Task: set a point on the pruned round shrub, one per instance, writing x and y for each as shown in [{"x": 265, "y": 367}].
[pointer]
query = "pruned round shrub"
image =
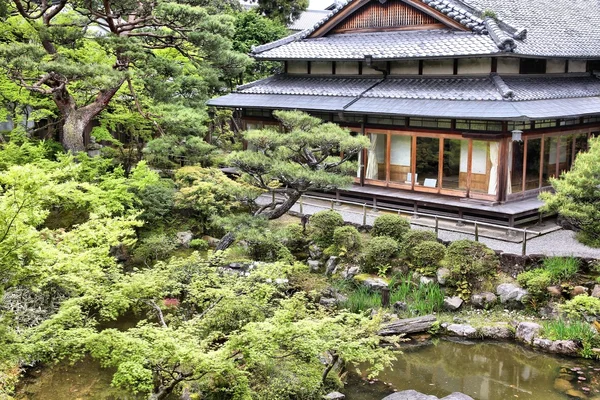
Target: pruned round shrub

▬▬▬

_GOAL_
Collect every line in the items above that contains the string "round", treating uppercase and lowercase as different.

_SOLUTION TO THE PROBLEM_
Task: set a point on the pruned round shrub, one per instance, writing x and y for each as shown in [{"x": 265, "y": 367}].
query = "pruned round shrub"
Target: pruned round shrub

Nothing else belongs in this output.